### Given task
Could you copy out the material below with "plastic" replaced by "wicker" everywhere it occurs, leaving everything else as it is?

### Source data
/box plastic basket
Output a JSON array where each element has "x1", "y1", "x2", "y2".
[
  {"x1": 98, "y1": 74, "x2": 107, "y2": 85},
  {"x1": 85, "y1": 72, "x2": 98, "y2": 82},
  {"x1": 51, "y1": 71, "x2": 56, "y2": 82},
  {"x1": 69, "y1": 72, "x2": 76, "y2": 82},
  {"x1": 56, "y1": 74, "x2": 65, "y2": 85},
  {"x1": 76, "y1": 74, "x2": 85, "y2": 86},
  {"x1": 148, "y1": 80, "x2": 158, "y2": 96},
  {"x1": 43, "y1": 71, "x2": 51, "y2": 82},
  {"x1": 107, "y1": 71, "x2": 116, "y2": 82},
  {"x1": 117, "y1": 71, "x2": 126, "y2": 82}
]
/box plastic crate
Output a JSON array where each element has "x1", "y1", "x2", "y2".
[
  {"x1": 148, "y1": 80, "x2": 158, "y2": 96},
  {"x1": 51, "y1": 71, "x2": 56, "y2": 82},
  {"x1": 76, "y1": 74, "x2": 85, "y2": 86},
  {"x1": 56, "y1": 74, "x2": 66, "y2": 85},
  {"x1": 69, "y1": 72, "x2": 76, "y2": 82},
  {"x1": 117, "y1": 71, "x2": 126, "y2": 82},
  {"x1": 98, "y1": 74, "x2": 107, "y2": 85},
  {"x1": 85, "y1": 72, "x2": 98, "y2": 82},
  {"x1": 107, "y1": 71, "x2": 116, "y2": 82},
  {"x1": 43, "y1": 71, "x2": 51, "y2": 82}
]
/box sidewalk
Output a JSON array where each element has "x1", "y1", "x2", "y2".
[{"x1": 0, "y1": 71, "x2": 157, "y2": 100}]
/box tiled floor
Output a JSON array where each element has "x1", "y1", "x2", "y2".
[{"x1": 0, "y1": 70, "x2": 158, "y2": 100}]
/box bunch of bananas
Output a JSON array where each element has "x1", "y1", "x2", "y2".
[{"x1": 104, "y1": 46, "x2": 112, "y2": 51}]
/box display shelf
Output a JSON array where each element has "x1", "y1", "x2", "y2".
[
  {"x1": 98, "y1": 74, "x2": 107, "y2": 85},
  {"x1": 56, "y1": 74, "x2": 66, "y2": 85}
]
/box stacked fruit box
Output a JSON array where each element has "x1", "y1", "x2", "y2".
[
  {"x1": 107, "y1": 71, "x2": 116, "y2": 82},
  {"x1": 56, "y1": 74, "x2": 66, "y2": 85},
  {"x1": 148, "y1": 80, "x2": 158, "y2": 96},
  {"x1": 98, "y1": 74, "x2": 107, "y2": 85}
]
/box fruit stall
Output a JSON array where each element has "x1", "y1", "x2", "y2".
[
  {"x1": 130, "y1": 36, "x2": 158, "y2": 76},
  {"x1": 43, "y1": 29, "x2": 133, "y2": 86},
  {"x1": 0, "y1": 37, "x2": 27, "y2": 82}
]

### Written answer
/box wicker basket
Output a JSON array where each element has "x1", "y1", "x2", "y2".
[
  {"x1": 98, "y1": 74, "x2": 107, "y2": 85},
  {"x1": 85, "y1": 72, "x2": 98, "y2": 82},
  {"x1": 51, "y1": 71, "x2": 56, "y2": 82},
  {"x1": 69, "y1": 72, "x2": 76, "y2": 82},
  {"x1": 56, "y1": 74, "x2": 65, "y2": 85},
  {"x1": 76, "y1": 74, "x2": 85, "y2": 86},
  {"x1": 148, "y1": 80, "x2": 158, "y2": 96},
  {"x1": 43, "y1": 71, "x2": 51, "y2": 82},
  {"x1": 107, "y1": 71, "x2": 116, "y2": 82},
  {"x1": 117, "y1": 71, "x2": 126, "y2": 82}
]
/box wicker crate
Output a JSON array where each element has "x1", "y1", "x2", "y2".
[
  {"x1": 148, "y1": 80, "x2": 158, "y2": 96},
  {"x1": 51, "y1": 71, "x2": 56, "y2": 82},
  {"x1": 76, "y1": 74, "x2": 85, "y2": 86},
  {"x1": 56, "y1": 74, "x2": 66, "y2": 85},
  {"x1": 69, "y1": 72, "x2": 76, "y2": 82},
  {"x1": 117, "y1": 71, "x2": 126, "y2": 82},
  {"x1": 98, "y1": 74, "x2": 107, "y2": 85},
  {"x1": 85, "y1": 72, "x2": 98, "y2": 82},
  {"x1": 107, "y1": 71, "x2": 116, "y2": 82},
  {"x1": 43, "y1": 71, "x2": 51, "y2": 82}
]
/box sidewalk
Output a JSON array where each element has "x1", "y1", "x2", "y2".
[{"x1": 0, "y1": 71, "x2": 157, "y2": 100}]
/box tiled floor
Output a JSON array where each element has "x1", "y1", "x2", "y2".
[{"x1": 0, "y1": 70, "x2": 158, "y2": 100}]
/box bunch of bananas
Output a JSON array where each element has "x1", "y1", "x2", "y2".
[{"x1": 104, "y1": 46, "x2": 112, "y2": 51}]
/box display shelf
Output a JSON array where each element has "x1", "y1", "x2", "y2".
[
  {"x1": 98, "y1": 74, "x2": 107, "y2": 85},
  {"x1": 56, "y1": 74, "x2": 66, "y2": 85}
]
/box stacked fruit box
Output a JSON array where each element has "x1", "y1", "x2", "y2".
[
  {"x1": 107, "y1": 71, "x2": 116, "y2": 82},
  {"x1": 56, "y1": 74, "x2": 66, "y2": 85},
  {"x1": 148, "y1": 80, "x2": 158, "y2": 96},
  {"x1": 98, "y1": 74, "x2": 107, "y2": 85}
]
/box fruit stall
Output a JSON array where each element has "x1", "y1", "x2", "y2".
[
  {"x1": 130, "y1": 36, "x2": 158, "y2": 76},
  {"x1": 43, "y1": 29, "x2": 133, "y2": 86},
  {"x1": 0, "y1": 37, "x2": 27, "y2": 82}
]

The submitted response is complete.